### TEKS PILIHAN

Alhamdulillah.
Mayoritas ahli fiqih berpendapat melarang orang kafir menyentuh mushaf dan mengharamkan memberikan kesempatan (melakukan hal itu). Karena, jika orang Islam yang tidak berwudu dilarang menyentuh mushaf, apalagi orang kafir. Dikhawatirkan lahir tindakan penghinaan terhadap mushaf. Oleh karena itu Nabi sallallahu alaihi wa sallam melarang bepergian ke tempat musuh dengan (membawa) Al-Qur’an, sebagaimana diriwayatkan oleh Bukhari, no. 2990 dan Muslim, no. 1869 dari Abdullah bin Umar radhiallahu anhuma sesungguhnya Rasulullah sallallahu alaihi wa sallam melarang bepergian ke tempat musuh dengan (membawa)Al-Qur’an. Ada tambahan di redaksi Muslim, “Dikhawatirkan dirampas musuh.”
An-Nawawi rahimahullah berkata dalam kitab Majmu, 2/85: “Ulama kalangan kami mengatakan, orang kafir tidak dilarang mendengarkan Al-Qur’an, tapi dilarang memegang mushaf. Apakah dibolehkan mengajarkannya Al-Qur’an? Dilihat, kalau tidak ada harapan masuk Islam, maka tidak dibolehkan. Kalau ada harapan, maka dibolehkan (mengajarkanya) menurut pendapat terkuat dari dua pendapat yang ada.”
Ar-Ramli rahimahullah mengatakan, “Orang kafir dilarang meletakkan tangannya di mushaf untuk menjilidnya sebagaimana pendapat Ibnu Abdussalam meskipun ada harapan untuk masuk Islam. Berbeda dengan diberi kesempatan untuk membacanya. Karena memberikan kesempatan (memegang) dapat membuatnya menguasainya dan menistakannya." (Nihayatul Muhtaj, 3/389)
Al-Baji dalam kitab Al-muntaqa, 3/165 mengatakan, “Jika seorang kafir ingin dikirimi mushaf untuk mempelajarinya, maka tidak (boleh) dikirimkan kepadanya, karena dia najis junub sehingga dia tidak dibolehkan menyentuh mushaf. Dan tidak boleh seorang pun untuk memberikan kepadanya. Hal itu disebutkan oleh Ibnu Al-Majisun.”
Terdapat dalam kitab Al-Mausu’ah Al-Fiqhiyah tentang orang kafir yang menyentuh mushaf dan pekerjaannya mengkopi dan membuat mushaf: Orang kafir dilarang menyentuh mushaf, sebagaimana halnya orang muslim yang sedang jnub. Bahkan orang kafir lebih utama untuk dilarang secara mutlak. Maksudnya, baik dia mandi maupun tidak mandi."

### CUPLIKAN DATA
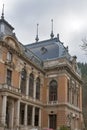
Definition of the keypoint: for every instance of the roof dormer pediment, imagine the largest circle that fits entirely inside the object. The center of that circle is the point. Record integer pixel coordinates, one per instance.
(12, 42)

### DAFTAR TUGAS
A. Dalam teks tentang hukum orang kafir menyentuh mushaf, apa tambahan yang terdapat dalam redaksi Muslim pada hadis tentang larangan bepergian ke tempat musuh dengan membawa Al-Qur’an?
B. Teruskan teks tentang hukum orang kafir menyentuh mushaf mulai dari kalimat terakhirnya.

### JAWABAN LATIHAN
A. Tambahannya adalah “Dikhawatirkan dirampas musuh.”

B.
Dalam kitab Al-Fatawa Al-Hindiyah (dinyatakan), “Bahwa Abu Hanifah mengatakan, ‘Kalau dia mandi, maka dibolehkan menyentuhnya." Diriwayatkan dalam kitab Al-Bahr dari Abu Hanifah dan Abu Yasuf; Dilarang secara mutlak.
Orang kafir dilarang bekerja dalam pembuatan mushaf, hal itu dikatakan oleh Al-Qolyubi: "Orang kafir dilarang menjilid dan menghiasi mushaf." Akan tetapi Al-Bahuti mengatkan, “Orang kafir dibolehkan mengkopi mushaf tanpa disentuh atau dibawanya.” (Mushaf, fakroh 30). Di dalamnya juga dikatakan, “Malikiyah, Syafiiyyah, Hanabilah dan Abu Yusuf dari hanafiyah berpendapat bahwa orang kafir tidak dibolehkan menyentuh mushaf karena hal itu termasuk pelecehan terhadap mushaf.
Muhammad bin Hasan mengatakan, “Orang kafir tidak mengapa menyentuh mushaf kalau dia mandi. Karena (sebab) pelarangannya adalah hadats, dan hal itu (dapat hilang) dengan mandi. Yang tersisa adalah najis keyakinannya, dan hal itu ada di hatinya bukan di tangannya.” (Kufur, faqrah 16).
Syekh Ibnu Baz rahimahullah ditanya, “Apa hukum orang Kristen menyentuh mushaf begitu juga menyentuh terjemah makna Al-Qur’an Al-Karim?"
Beliau menjawab, “Ada perbedaan dikalangan ahli ilmu, yang terkenal dikalangan ahli ilmu adalah melarang orang Kristen dan Yahudi serta seluruh orang kafir. Karena Rasulullah sallallahu alaihi wa sallam melarang bepergian ke tempat musuh (dengan membawa) Al-Qur’an. Tujuannya agar tidak jatuh di tangan musuh. Hal itu menunjukkan bahwa mereka tidak diberi kesempatan (untuk menyentuhnya) akan tetapi diberi kesempatan untuk mendengarkannya. Allah Ta’ala berfirman:
وَإِنْ أَحَدٌ مِنَ الْمُشْرِكِينَ اسْتَجَارَكَ فَأَجِرْهُ حَتَّى يَسْمَعَ كَلَامَ اللَّهِ (سورة التوبة: 6)
“Dan jika seorang diantara orang-orang musyrikin itu meminta perlindungan kepadamu, maka lindungilah ia supaya ia sempat mendengar firman Allah.” (QS. At-Taubah: 6)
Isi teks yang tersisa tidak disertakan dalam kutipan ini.